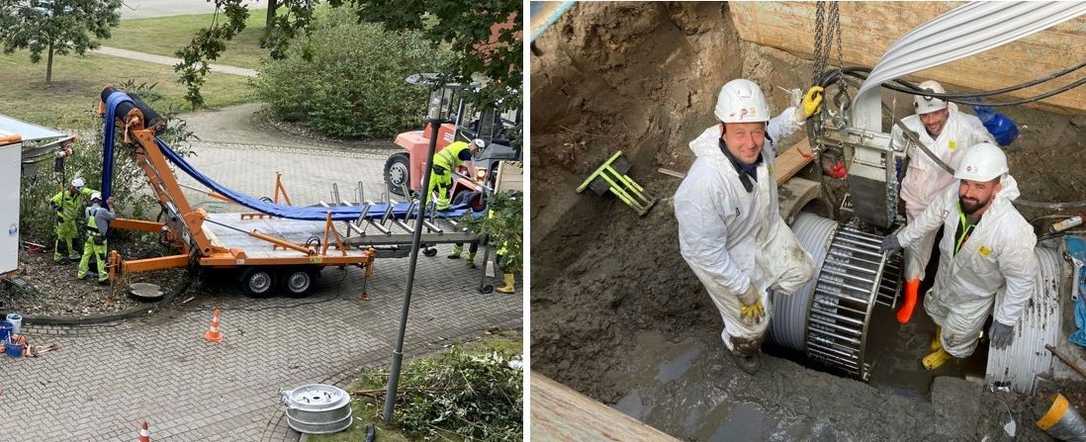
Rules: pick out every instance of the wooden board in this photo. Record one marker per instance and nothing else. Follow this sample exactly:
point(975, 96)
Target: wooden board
point(868, 28)
point(562, 414)
point(793, 160)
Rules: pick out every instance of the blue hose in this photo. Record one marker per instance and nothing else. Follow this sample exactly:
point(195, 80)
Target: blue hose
point(305, 213)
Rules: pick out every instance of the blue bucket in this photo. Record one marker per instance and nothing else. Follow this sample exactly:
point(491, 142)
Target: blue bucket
point(13, 350)
point(5, 330)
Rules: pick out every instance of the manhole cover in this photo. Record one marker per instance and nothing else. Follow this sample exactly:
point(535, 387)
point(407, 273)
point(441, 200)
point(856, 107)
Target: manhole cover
point(144, 291)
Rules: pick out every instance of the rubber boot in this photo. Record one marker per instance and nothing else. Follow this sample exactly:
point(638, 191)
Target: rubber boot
point(746, 362)
point(456, 252)
point(936, 358)
point(937, 342)
point(58, 257)
point(509, 287)
point(905, 313)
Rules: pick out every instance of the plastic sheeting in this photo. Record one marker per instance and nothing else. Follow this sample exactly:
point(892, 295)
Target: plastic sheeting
point(305, 213)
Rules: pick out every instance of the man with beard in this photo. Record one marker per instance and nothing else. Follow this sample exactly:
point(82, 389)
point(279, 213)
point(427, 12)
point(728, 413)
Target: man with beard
point(946, 131)
point(988, 256)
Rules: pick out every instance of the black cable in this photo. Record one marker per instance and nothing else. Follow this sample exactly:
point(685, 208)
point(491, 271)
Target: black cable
point(855, 70)
point(906, 87)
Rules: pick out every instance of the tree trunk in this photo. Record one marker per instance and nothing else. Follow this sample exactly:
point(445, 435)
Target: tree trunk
point(269, 22)
point(49, 65)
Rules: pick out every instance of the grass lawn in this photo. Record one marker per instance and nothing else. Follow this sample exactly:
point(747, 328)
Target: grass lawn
point(164, 36)
point(72, 99)
point(368, 409)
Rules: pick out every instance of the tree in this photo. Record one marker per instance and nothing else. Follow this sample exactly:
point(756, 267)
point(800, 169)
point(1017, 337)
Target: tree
point(483, 34)
point(57, 27)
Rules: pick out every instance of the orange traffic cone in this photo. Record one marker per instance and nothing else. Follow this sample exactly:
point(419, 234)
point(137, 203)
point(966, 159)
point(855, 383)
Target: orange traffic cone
point(144, 434)
point(213, 335)
point(905, 313)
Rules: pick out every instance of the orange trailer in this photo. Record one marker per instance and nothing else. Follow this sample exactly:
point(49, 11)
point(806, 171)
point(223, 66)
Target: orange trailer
point(267, 251)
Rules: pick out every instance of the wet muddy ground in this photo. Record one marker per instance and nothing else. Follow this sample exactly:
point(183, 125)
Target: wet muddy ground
point(617, 314)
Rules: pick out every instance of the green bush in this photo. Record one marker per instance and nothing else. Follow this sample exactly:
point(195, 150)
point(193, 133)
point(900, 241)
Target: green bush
point(476, 395)
point(346, 79)
point(504, 225)
point(130, 192)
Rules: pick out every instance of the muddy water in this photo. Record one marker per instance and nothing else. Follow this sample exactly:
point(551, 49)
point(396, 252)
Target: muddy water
point(690, 389)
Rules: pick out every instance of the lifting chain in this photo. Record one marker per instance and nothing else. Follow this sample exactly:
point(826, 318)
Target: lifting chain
point(825, 33)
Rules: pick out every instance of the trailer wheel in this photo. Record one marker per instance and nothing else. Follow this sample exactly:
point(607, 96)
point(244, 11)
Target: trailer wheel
point(257, 281)
point(398, 173)
point(298, 282)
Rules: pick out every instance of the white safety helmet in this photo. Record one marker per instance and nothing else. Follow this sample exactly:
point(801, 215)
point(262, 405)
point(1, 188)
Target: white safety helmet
point(983, 162)
point(926, 104)
point(742, 101)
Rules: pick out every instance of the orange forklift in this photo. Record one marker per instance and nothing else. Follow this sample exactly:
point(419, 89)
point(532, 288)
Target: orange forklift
point(496, 131)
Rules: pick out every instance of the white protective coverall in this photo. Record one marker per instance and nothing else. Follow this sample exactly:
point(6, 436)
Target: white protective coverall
point(924, 179)
point(732, 238)
point(996, 266)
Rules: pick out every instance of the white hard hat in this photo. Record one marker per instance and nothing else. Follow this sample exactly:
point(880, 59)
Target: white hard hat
point(927, 104)
point(742, 101)
point(983, 162)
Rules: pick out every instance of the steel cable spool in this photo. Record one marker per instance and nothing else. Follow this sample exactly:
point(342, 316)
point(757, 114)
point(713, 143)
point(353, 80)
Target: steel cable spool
point(829, 317)
point(850, 283)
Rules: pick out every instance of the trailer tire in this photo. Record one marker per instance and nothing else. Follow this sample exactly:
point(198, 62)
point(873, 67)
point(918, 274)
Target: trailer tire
point(398, 173)
point(257, 282)
point(298, 282)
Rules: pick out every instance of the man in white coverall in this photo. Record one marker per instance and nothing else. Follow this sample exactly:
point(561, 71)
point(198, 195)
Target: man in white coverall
point(947, 133)
point(730, 228)
point(987, 256)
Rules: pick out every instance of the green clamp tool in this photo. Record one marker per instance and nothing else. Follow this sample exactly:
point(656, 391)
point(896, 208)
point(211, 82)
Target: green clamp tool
point(611, 177)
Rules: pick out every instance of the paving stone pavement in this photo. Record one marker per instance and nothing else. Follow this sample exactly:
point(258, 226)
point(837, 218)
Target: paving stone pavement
point(108, 378)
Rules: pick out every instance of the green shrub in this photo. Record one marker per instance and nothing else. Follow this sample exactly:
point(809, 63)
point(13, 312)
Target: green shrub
point(504, 225)
point(346, 79)
point(130, 192)
point(476, 395)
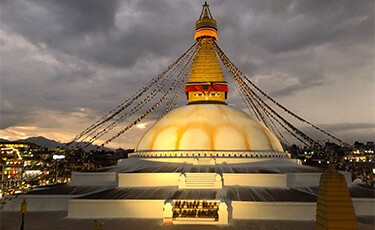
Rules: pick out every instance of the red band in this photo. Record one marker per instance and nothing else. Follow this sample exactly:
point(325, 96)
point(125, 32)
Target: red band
point(206, 88)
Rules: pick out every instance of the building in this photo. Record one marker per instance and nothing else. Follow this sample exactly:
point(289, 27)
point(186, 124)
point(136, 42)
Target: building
point(203, 163)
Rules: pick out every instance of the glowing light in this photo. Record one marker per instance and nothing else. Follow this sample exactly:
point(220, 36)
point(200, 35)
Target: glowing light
point(141, 126)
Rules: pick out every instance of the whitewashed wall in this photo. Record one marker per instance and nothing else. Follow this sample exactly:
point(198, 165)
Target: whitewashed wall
point(264, 180)
point(94, 178)
point(82, 209)
point(40, 203)
point(148, 179)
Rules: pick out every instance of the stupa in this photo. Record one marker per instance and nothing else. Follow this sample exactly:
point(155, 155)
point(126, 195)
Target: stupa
point(202, 163)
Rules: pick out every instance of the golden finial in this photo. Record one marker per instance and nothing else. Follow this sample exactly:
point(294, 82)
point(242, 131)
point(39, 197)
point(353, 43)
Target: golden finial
point(206, 26)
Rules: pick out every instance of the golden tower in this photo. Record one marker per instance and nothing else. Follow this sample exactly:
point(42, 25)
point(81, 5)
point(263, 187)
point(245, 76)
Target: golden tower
point(206, 83)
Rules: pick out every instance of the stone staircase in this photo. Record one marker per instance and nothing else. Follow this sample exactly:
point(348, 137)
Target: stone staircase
point(200, 181)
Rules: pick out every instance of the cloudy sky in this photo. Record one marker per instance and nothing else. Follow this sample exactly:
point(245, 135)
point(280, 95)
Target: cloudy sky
point(66, 63)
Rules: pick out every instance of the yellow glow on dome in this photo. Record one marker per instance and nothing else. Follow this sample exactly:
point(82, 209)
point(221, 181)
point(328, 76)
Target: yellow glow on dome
point(208, 127)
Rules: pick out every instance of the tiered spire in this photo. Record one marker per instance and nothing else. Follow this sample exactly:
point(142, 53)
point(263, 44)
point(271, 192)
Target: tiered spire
point(206, 83)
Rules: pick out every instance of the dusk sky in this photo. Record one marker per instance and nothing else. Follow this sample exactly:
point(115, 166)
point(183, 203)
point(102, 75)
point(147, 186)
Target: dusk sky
point(66, 63)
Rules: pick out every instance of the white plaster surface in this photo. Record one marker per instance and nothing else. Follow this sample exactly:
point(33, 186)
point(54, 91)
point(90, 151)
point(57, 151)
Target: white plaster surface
point(40, 203)
point(209, 127)
point(148, 179)
point(94, 178)
point(256, 180)
point(115, 209)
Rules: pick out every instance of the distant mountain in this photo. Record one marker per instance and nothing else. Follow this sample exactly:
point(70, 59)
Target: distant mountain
point(47, 143)
point(3, 140)
point(42, 142)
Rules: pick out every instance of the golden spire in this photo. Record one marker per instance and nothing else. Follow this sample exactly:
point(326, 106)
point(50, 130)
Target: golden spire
point(206, 83)
point(206, 26)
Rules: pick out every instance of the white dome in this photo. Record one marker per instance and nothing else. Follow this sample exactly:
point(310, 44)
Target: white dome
point(208, 127)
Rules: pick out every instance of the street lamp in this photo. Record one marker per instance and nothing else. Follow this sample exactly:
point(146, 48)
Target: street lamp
point(23, 210)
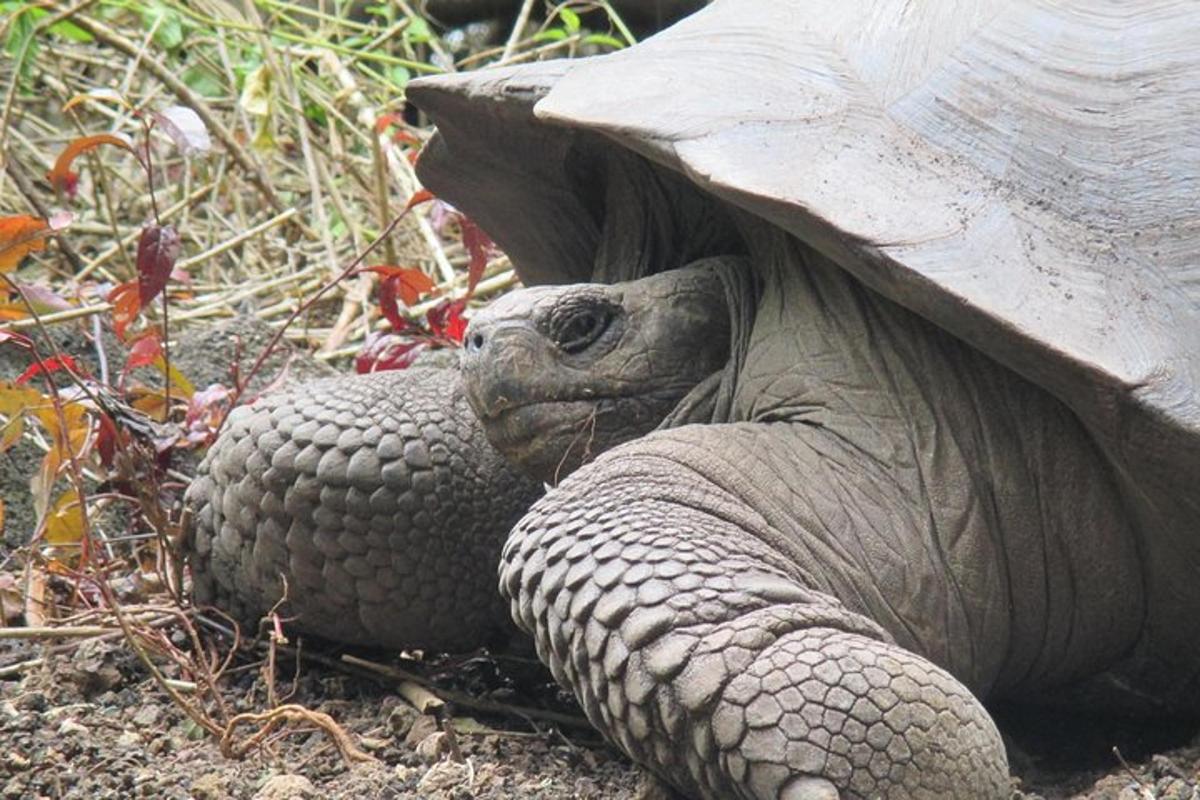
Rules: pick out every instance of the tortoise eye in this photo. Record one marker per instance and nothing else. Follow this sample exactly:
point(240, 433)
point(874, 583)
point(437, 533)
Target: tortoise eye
point(582, 328)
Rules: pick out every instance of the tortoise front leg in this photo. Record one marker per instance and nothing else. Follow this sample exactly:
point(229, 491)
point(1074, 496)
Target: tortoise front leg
point(694, 643)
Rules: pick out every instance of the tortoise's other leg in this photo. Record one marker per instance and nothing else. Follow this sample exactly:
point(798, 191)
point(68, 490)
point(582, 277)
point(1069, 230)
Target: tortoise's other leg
point(376, 498)
point(695, 641)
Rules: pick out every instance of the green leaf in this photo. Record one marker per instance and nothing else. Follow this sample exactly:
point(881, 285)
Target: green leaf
point(399, 76)
point(418, 31)
point(552, 35)
point(69, 30)
point(570, 19)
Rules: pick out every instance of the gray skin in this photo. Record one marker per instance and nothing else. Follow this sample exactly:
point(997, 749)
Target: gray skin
point(827, 635)
point(557, 377)
point(376, 504)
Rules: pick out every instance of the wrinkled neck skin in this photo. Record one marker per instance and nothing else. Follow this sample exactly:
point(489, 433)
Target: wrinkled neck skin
point(559, 374)
point(945, 497)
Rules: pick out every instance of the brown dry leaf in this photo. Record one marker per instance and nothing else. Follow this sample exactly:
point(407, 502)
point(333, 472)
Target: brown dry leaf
point(15, 401)
point(19, 236)
point(64, 522)
point(61, 178)
point(11, 602)
point(35, 600)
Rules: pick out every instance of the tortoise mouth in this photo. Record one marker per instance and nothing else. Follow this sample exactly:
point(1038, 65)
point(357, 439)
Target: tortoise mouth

----------

■ CHALLENGE
Retype, without any changes, the part of the records that opens with the line containing "Rules: pick out every instance of the orange trailer" and closes with the line containing "point(617, 314)", including both of those lines.

■ FULL RESPONSE
Rules: pick out every instance of the orange trailer in this photo. Record one marker per instance and nothing else. Follow this sample exactly:
point(49, 11)
point(806, 171)
point(223, 66)
Target: orange trailer
point(267, 251)
Rules: pick out every instance of the wet muddy ground in this photo. Record one marker per instance and nothing else. Follow this sample exactly:
point(183, 125)
Target: wet muddy ground
point(617, 314)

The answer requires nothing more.